►
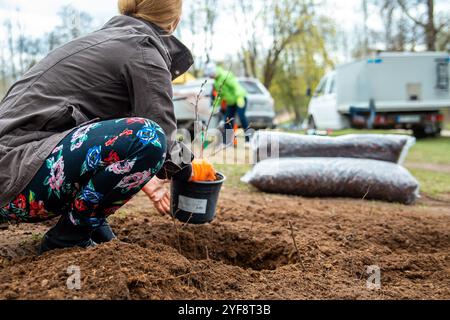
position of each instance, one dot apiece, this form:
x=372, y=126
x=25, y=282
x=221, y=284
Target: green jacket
x=231, y=89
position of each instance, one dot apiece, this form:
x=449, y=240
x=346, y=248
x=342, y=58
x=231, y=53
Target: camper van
x=388, y=91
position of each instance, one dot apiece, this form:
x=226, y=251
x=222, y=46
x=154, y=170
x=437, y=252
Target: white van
x=391, y=90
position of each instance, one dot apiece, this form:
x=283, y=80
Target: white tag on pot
x=192, y=205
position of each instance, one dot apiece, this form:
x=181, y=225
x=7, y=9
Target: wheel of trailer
x=421, y=133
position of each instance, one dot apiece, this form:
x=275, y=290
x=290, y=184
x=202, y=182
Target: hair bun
x=127, y=6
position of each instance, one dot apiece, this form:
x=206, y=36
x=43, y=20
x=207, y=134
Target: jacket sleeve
x=150, y=89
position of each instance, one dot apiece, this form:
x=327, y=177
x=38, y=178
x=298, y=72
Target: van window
x=251, y=87
x=332, y=87
x=321, y=87
x=442, y=75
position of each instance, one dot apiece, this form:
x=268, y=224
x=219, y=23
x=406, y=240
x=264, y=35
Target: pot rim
x=224, y=178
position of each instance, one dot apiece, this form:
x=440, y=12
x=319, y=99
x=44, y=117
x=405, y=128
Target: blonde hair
x=164, y=13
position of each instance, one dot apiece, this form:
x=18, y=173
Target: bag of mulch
x=335, y=177
x=389, y=147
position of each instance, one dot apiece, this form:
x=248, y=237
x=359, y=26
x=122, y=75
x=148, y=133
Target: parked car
x=389, y=91
x=260, y=108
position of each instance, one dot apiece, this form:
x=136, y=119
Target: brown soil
x=247, y=253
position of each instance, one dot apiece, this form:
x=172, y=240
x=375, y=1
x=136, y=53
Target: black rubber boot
x=103, y=233
x=66, y=235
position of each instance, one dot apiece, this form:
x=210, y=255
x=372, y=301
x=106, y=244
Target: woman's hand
x=158, y=193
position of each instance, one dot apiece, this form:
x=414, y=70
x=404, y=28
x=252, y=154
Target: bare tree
x=429, y=23
x=286, y=20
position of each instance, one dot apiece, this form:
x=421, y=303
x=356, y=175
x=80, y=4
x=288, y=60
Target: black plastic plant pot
x=195, y=202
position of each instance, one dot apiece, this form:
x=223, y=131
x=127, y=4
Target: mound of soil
x=259, y=247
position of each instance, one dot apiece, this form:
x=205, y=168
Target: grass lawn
x=434, y=151
x=433, y=183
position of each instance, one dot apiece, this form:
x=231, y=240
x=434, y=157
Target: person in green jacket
x=231, y=91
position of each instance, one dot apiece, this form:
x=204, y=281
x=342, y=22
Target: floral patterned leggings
x=93, y=172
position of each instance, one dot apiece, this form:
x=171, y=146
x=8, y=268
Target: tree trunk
x=430, y=28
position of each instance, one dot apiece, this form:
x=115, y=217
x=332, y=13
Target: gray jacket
x=123, y=70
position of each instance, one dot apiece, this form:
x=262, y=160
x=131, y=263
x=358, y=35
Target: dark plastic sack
x=335, y=177
x=391, y=148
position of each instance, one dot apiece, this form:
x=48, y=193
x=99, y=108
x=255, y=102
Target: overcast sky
x=39, y=17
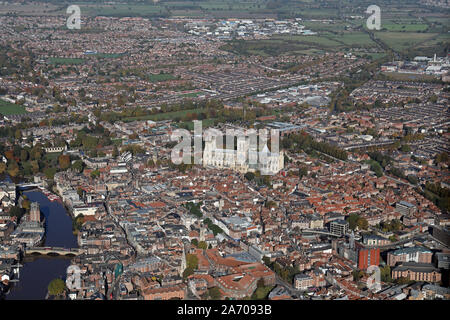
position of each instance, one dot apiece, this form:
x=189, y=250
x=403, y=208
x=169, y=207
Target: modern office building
x=339, y=227
x=415, y=254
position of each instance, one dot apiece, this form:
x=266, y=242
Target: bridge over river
x=53, y=251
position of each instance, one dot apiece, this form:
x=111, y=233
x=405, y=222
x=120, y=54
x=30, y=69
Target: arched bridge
x=53, y=251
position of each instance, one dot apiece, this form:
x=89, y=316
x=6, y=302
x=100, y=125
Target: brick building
x=415, y=254
x=165, y=293
x=417, y=272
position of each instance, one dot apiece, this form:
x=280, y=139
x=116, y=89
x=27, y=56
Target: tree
x=56, y=287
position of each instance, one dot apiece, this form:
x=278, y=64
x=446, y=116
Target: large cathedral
x=244, y=159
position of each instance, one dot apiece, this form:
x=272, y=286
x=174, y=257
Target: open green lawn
x=7, y=108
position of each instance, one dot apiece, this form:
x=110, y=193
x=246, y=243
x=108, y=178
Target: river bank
x=38, y=271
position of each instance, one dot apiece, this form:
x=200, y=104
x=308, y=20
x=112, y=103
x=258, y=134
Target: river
x=37, y=272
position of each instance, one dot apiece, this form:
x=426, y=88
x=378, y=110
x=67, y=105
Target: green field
x=300, y=44
x=7, y=108
x=191, y=94
x=165, y=116
x=161, y=77
x=69, y=61
x=401, y=40
x=123, y=10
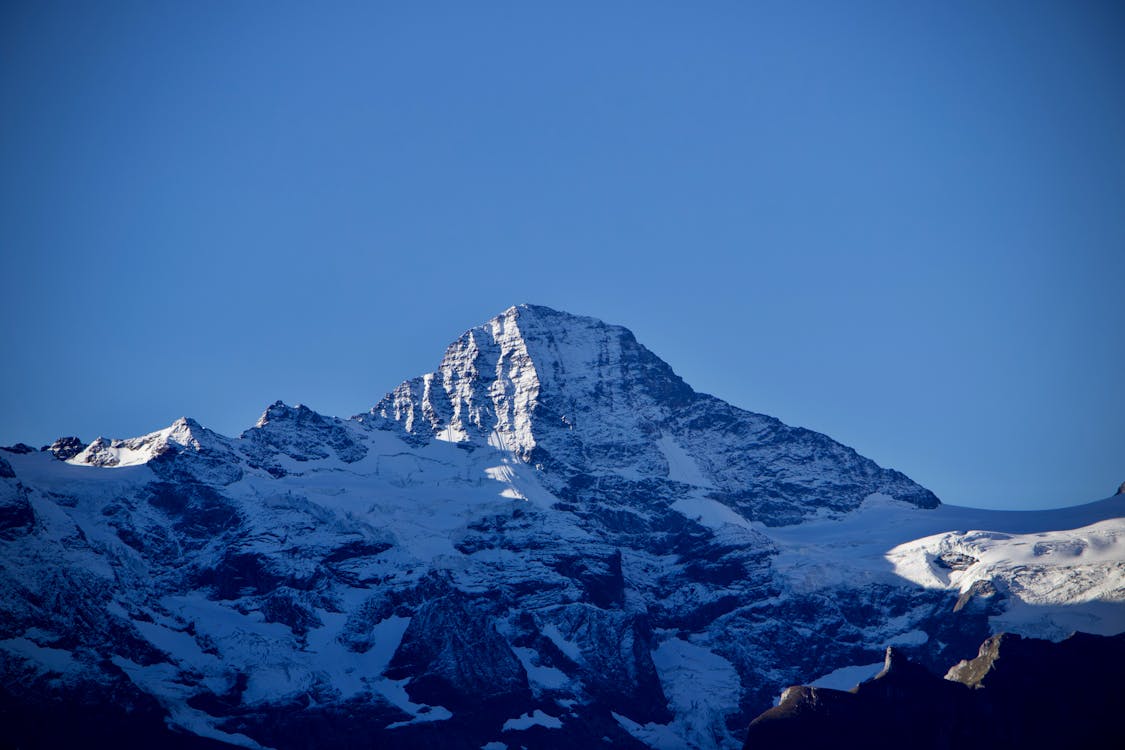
◄
= What you are asked to do =
Rewrite every line of the records above as a numbered list, skipping blank lines and leaving out the pictures.

= Solution to the problem =
1. position of each instance, one dot apiece, this form:
2. x=372, y=126
3. x=25, y=282
4. x=221, y=284
5. Target: green jacket
6. x=231, y=89
7. position of each instance, one dot apiece, this form:
8. x=449, y=240
9. x=346, y=248
10. x=342, y=58
11. x=231, y=53
12. Target: camper van
13. x=388, y=91
14. position of each instance, one dot apiece, this form:
15. x=226, y=251
16. x=222, y=46
17. x=154, y=170
18. x=437, y=252
19. Target: white van
20. x=391, y=90
21. position of each instance, one dot apiece, this form:
22. x=283, y=80
23. Target: white tag on pot
24. x=192, y=205
25. position of each instance, one dot apiece, this form:
26. x=181, y=225
27. x=7, y=9
28. Target: wheel of trailer
29. x=421, y=133
30. position of each instance, one dot apiece, this form:
31. x=275, y=290
32. x=290, y=184
33. x=202, y=182
34. Target: hair bun
35. x=127, y=6
36. position of each instance, one dot apiece, this form:
37. x=206, y=36
38. x=43, y=20
39. x=207, y=134
40. Target: jacket sleeve
41. x=150, y=89
42. position of each instance, one dot apiece, this form:
43. x=327, y=177
44. x=38, y=178
45. x=298, y=72
46. Target: van window
47. x=251, y=87
48. x=332, y=87
49. x=321, y=87
50. x=442, y=75
51. position of each instance, one dot apiece, this form:
52. x=268, y=224
53. x=219, y=23
54. x=406, y=240
55. x=264, y=35
56. Target: pot rim
57. x=224, y=178
58. position of each instance, one dot apiece, this form:
59. x=440, y=12
60. x=319, y=99
61. x=44, y=117
62. x=405, y=128
63. Target: blonde hair
64. x=164, y=13
65. position of each instance, one dot apiece, this form:
66. x=18, y=173
67. Target: bag of mulch
68. x=335, y=177
69. x=389, y=147
70. position of each instance, one dot apiece, this form:
71. x=248, y=237
72. x=359, y=26
73. x=122, y=75
74. x=148, y=133
75. Target: parked car
76. x=389, y=91
77. x=260, y=108
78. position of each instance, one dot apiece, this form:
79. x=136, y=119
80. Target: brown soil
81. x=247, y=253
82. position of each instance, one dot apiece, this form:
83. x=172, y=240
84. x=375, y=1
85. x=136, y=53
86. Target: black rubber boot
87. x=103, y=233
88. x=66, y=235
89. position of each instance, one dot apiece, this form:
90. x=210, y=255
91. x=372, y=301
92. x=106, y=244
93. Target: woman's hand
94. x=158, y=193
95. position of each instance, one dot apiece, this form:
96. x=414, y=70
97. x=404, y=28
98. x=252, y=154
99. Target: bare tree
100. x=429, y=23
101. x=286, y=20
102. position of each instance, one dot apiece, this form:
103. x=421, y=303
104. x=356, y=175
105. x=80, y=4
106. x=288, y=60
107. Target: black plastic plant pot
108. x=195, y=202
109. position of each instance, one dot apiece, this form:
110. x=223, y=131
111. x=127, y=4
112. Target: mound of soil
113. x=259, y=247
114. position of each instance, one dot apiece, this form:
115. x=205, y=168
116. Target: grass lawn
117. x=434, y=151
118. x=433, y=183
119. position of each instance, one dot apiece, this form:
120. x=231, y=240
121. x=434, y=157
122. Target: person in green jacket
123. x=231, y=91
124. position of each instance, one dot apiece, this form:
125. x=204, y=281
126. x=342, y=22
127. Target: floral patterned leggings
128. x=93, y=172
129. position of each instance, one dot apiece, this form:
130. x=171, y=146
131. x=8, y=268
132. Target: tree trunk
133. x=430, y=28
134. position of each instance, one dot apiece, this form:
135. x=115, y=217
136. x=332, y=13
137. Target: gray jacket
138. x=123, y=70
139. position of each instance, one dot apiece, this form:
140. x=262, y=160
141. x=131, y=263
142. x=358, y=35
143. Target: dark plastic sack
144. x=335, y=177
145. x=391, y=148
146. position of each instance, one dot apiece, this form:
147. x=48, y=193
148. x=99, y=108
149. x=255, y=102
150. Target: overcast sky
151. x=39, y=17
152. position of each instance, one dot apiece, this form:
153. x=189, y=250
154. x=403, y=208
155. x=169, y=207
156. Target: modern office building
157. x=339, y=227
158. x=415, y=254
159. position of each instance, one dot apiece, this form:
160. x=266, y=242
161. Target: bridge over river
162. x=53, y=251
163. position of each instance, one dot apiece, this form:
164. x=111, y=233
165. x=405, y=222
166. x=120, y=54
167. x=30, y=69
168. Target: arched bridge
169. x=53, y=251
170. position of each instance, one dot apiece, this form:
171. x=89, y=316
172. x=6, y=302
173. x=100, y=125
174. Target: brick building
175. x=415, y=254
176. x=165, y=293
177. x=417, y=272
178. position of each instance, one dot apiece, this form:
179. x=280, y=139
180. x=116, y=89
181. x=27, y=56
182. Target: tree
183. x=56, y=287
184. position of each instance, one dot apiece, this form:
185. x=278, y=64
186. x=446, y=116
187. Target: large cathedral
188. x=244, y=159
189. position of each instance, one dot apiece, this form:
190. x=272, y=286
191. x=174, y=257
192. Target: open green lawn
193. x=7, y=108
194. position of each instance, one dot apiece, this form:
195. x=110, y=193
196. x=246, y=243
197. x=108, y=178
198. Target: river bank
199. x=38, y=271
200. position of each instance, one dot apiece, this form:
201. x=200, y=104
202. x=308, y=20
203. x=112, y=103
204. x=258, y=134
205. Target: river
206. x=37, y=272
207. position of each instance, one dot apiece, this form:
208. x=426, y=88
209. x=378, y=110
210. x=67, y=105
211. Target: green field
212. x=300, y=44
213. x=7, y=108
214. x=191, y=94
215. x=165, y=116
216. x=161, y=77
217. x=69, y=61
218. x=401, y=40
219. x=123, y=10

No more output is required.